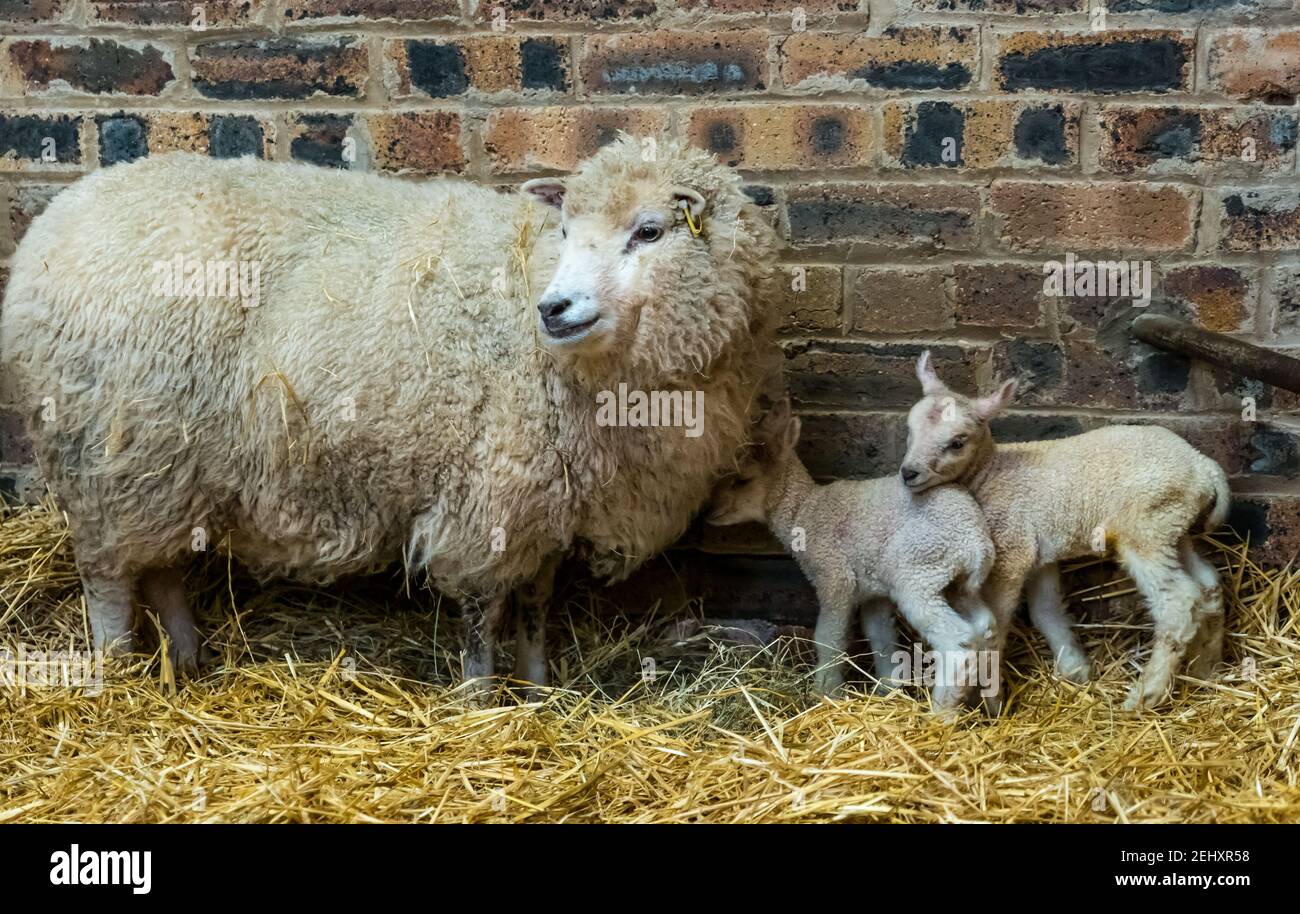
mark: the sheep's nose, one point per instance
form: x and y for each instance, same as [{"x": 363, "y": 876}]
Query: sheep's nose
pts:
[{"x": 553, "y": 307}]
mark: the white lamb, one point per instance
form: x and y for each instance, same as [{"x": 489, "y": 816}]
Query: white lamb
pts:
[
  {"x": 416, "y": 376},
  {"x": 870, "y": 542},
  {"x": 1132, "y": 492}
]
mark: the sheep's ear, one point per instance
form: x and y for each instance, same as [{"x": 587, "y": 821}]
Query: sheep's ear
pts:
[
  {"x": 930, "y": 382},
  {"x": 547, "y": 190},
  {"x": 692, "y": 199},
  {"x": 989, "y": 406}
]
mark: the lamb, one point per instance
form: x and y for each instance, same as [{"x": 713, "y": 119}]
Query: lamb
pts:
[
  {"x": 415, "y": 380},
  {"x": 867, "y": 542},
  {"x": 1135, "y": 492}
]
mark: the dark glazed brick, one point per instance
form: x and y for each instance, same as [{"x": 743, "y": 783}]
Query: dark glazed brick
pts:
[
  {"x": 319, "y": 139},
  {"x": 1101, "y": 64},
  {"x": 232, "y": 137},
  {"x": 437, "y": 69},
  {"x": 25, "y": 137},
  {"x": 98, "y": 66},
  {"x": 122, "y": 138}
]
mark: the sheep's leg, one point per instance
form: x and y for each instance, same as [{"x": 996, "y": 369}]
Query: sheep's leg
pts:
[
  {"x": 1048, "y": 614},
  {"x": 1207, "y": 648},
  {"x": 481, "y": 620},
  {"x": 109, "y": 605},
  {"x": 882, "y": 632},
  {"x": 832, "y": 635},
  {"x": 532, "y": 600},
  {"x": 163, "y": 590},
  {"x": 952, "y": 639},
  {"x": 1170, "y": 594}
]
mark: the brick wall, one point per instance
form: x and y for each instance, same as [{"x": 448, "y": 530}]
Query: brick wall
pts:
[{"x": 922, "y": 159}]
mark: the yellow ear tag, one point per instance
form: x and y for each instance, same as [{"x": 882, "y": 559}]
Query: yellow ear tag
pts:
[{"x": 696, "y": 228}]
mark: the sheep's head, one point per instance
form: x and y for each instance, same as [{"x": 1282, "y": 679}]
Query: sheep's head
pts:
[
  {"x": 648, "y": 276},
  {"x": 948, "y": 436},
  {"x": 746, "y": 494}
]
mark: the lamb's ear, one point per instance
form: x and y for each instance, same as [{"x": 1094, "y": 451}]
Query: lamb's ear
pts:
[
  {"x": 989, "y": 406},
  {"x": 547, "y": 190},
  {"x": 930, "y": 382},
  {"x": 693, "y": 200}
]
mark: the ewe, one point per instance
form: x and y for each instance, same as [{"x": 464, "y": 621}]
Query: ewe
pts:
[
  {"x": 391, "y": 391},
  {"x": 1134, "y": 490},
  {"x": 866, "y": 542}
]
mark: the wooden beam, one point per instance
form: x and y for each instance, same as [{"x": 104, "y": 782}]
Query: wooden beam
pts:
[{"x": 1217, "y": 349}]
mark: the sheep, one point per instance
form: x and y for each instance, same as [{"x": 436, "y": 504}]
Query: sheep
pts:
[
  {"x": 412, "y": 377},
  {"x": 869, "y": 542},
  {"x": 1134, "y": 492}
]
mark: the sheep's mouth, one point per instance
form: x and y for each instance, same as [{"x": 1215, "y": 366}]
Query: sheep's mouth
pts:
[{"x": 570, "y": 332}]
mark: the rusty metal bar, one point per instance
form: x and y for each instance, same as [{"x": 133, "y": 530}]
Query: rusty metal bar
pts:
[{"x": 1238, "y": 355}]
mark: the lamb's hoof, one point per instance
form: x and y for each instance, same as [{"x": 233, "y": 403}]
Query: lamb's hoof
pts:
[{"x": 1074, "y": 668}]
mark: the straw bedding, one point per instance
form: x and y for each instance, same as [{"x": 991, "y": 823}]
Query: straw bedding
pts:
[{"x": 338, "y": 706}]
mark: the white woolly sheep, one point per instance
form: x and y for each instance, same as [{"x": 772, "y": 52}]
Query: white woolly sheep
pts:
[
  {"x": 1135, "y": 492},
  {"x": 863, "y": 544},
  {"x": 388, "y": 390}
]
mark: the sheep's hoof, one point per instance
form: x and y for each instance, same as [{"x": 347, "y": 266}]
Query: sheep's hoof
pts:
[{"x": 1074, "y": 668}]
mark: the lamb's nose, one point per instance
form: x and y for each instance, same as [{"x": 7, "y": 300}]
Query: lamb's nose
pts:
[{"x": 553, "y": 307}]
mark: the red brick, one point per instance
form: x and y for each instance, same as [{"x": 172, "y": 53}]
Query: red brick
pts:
[
  {"x": 419, "y": 142},
  {"x": 1097, "y": 63},
  {"x": 558, "y": 138},
  {"x": 280, "y": 68},
  {"x": 1221, "y": 298},
  {"x": 982, "y": 134},
  {"x": 809, "y": 300},
  {"x": 172, "y": 13},
  {"x": 1064, "y": 216},
  {"x": 312, "y": 11},
  {"x": 781, "y": 135},
  {"x": 1264, "y": 219},
  {"x": 910, "y": 59},
  {"x": 482, "y": 65},
  {"x": 1004, "y": 295},
  {"x": 1165, "y": 141},
  {"x": 1256, "y": 64},
  {"x": 884, "y": 216},
  {"x": 897, "y": 300},
  {"x": 676, "y": 63},
  {"x": 94, "y": 65}
]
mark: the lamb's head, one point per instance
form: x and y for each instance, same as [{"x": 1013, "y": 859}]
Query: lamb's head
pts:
[
  {"x": 948, "y": 437},
  {"x": 746, "y": 496},
  {"x": 658, "y": 265}
]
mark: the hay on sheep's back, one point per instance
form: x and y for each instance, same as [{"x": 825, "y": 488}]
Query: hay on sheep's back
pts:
[{"x": 338, "y": 706}]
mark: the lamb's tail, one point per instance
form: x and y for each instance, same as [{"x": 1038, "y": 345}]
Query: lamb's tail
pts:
[{"x": 1217, "y": 515}]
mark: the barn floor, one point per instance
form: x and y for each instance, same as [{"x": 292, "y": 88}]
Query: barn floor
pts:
[{"x": 336, "y": 707}]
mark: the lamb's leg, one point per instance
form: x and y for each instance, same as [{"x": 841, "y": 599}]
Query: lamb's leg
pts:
[
  {"x": 481, "y": 620},
  {"x": 832, "y": 633},
  {"x": 882, "y": 632},
  {"x": 532, "y": 600},
  {"x": 163, "y": 592},
  {"x": 1170, "y": 596},
  {"x": 109, "y": 603},
  {"x": 1048, "y": 614},
  {"x": 1207, "y": 648},
  {"x": 952, "y": 637}
]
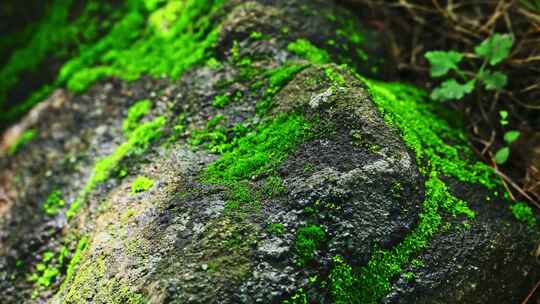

*GIVEN REQUEST*.
Pull out every line of the rows above that contains the word "wall", matching case exactly.

*IN RESPONSE*.
mark: the brick wall, one point per instance
Query: brick wall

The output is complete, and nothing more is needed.